Data:

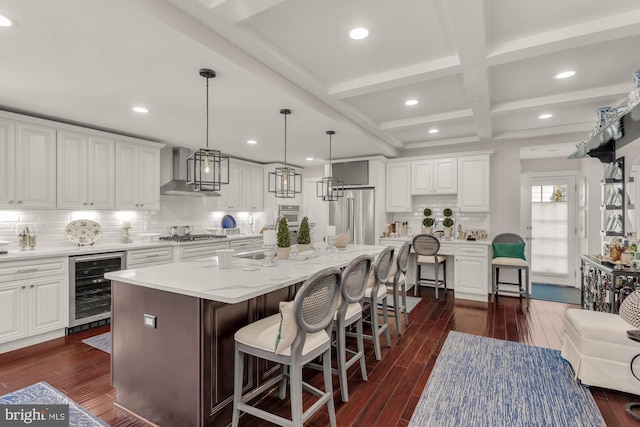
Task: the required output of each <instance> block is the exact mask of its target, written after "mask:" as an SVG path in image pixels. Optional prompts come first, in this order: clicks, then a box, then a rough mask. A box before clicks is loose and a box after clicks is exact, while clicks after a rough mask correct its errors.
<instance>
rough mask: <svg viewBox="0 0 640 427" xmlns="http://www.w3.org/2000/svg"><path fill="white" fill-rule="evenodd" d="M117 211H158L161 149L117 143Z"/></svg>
mask: <svg viewBox="0 0 640 427" xmlns="http://www.w3.org/2000/svg"><path fill="white" fill-rule="evenodd" d="M115 183H116V203H115V206H116V209H133V210H159V209H160V148H159V147H156V146H148V145H143V144H135V143H130V142H122V141H116V180H115Z"/></svg>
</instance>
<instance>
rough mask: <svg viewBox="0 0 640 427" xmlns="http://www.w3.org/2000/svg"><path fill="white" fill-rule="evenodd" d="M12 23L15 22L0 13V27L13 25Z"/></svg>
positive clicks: (2, 27)
mask: <svg viewBox="0 0 640 427" xmlns="http://www.w3.org/2000/svg"><path fill="white" fill-rule="evenodd" d="M14 25H15V22H13V21H12V20H11V19H9V18H7V17H6V16H4V15H0V28H8V27H13V26H14Z"/></svg>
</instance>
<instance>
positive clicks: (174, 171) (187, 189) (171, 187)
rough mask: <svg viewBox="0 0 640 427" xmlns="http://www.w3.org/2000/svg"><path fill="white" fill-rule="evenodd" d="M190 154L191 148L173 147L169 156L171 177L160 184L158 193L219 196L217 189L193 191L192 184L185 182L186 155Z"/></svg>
mask: <svg viewBox="0 0 640 427" xmlns="http://www.w3.org/2000/svg"><path fill="white" fill-rule="evenodd" d="M190 155H191V150H189V149H188V148H183V147H174V148H173V150H172V156H171V163H172V166H173V179H172V180H171V181H169V182H167V183H166V184H163V185H162V186H160V194H161V195H171V196H195V197H220V193H218V192H217V191H194V189H193V186H192V185H189V184H187V157H189V156H190Z"/></svg>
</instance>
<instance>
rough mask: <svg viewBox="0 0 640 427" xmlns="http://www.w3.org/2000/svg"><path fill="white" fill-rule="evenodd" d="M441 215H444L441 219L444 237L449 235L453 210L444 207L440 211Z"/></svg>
mask: <svg viewBox="0 0 640 427" xmlns="http://www.w3.org/2000/svg"><path fill="white" fill-rule="evenodd" d="M442 215H444V219H443V220H442V226H443V227H444V237H451V230H452V227H453V218H451V216H452V215H453V211H452V210H451V209H449V208H446V209H445V210H443V211H442Z"/></svg>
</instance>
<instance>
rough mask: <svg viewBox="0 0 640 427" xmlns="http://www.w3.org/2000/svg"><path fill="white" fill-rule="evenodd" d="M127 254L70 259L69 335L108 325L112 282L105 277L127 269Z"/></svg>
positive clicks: (69, 295) (68, 333)
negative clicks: (91, 328) (124, 265)
mask: <svg viewBox="0 0 640 427" xmlns="http://www.w3.org/2000/svg"><path fill="white" fill-rule="evenodd" d="M124 263H125V252H111V253H106V254H97V255H86V256H76V257H69V285H70V286H69V327H68V329H67V334H71V333H75V332H79V331H83V330H85V329H90V328H94V327H97V326H101V325H105V324H108V323H109V321H110V318H111V281H110V280H108V279H105V278H104V275H105V273H108V272H110V271H119V270H122V269H123V268H124Z"/></svg>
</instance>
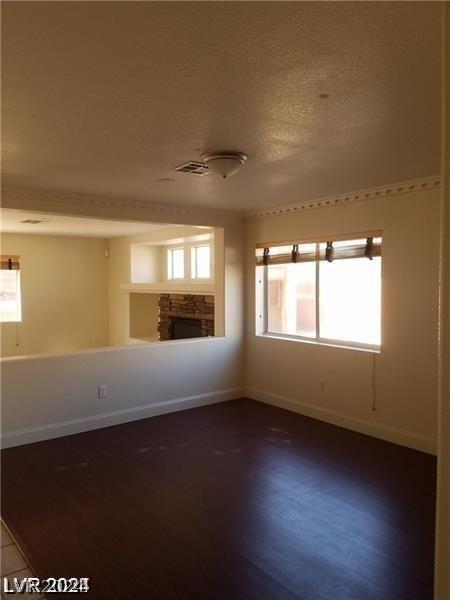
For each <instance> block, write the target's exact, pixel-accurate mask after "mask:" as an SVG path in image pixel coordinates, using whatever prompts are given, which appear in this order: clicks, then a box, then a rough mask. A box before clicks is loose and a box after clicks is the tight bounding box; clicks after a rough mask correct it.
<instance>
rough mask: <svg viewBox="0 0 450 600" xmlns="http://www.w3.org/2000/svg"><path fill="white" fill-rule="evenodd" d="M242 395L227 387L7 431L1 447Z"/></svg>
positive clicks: (68, 433)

Task prompt: Wherever the word "prompts" turns up in the material, copy the whole line.

Task result:
Task: the required output of each <instance> block is the exact mask of its target, written after "mask:" as an SVG path in image pixels. Optional prompts come first, in this order: clicks, then a box, then a rough mask. A box before clicks is loose and a box after clicks is exact, while clicks after a rough mask correct its errors.
For each <instance> block, write the target's exact, pixel-accurate mask after "mask:" as an SVG path in image pixel coordinates, using whatever prompts are given, which appear in this order: clicks, then a box, then a rough mask. A box before clicks is loose and a box after clicks is the tight bounding box; clicks after a rough mask correct it.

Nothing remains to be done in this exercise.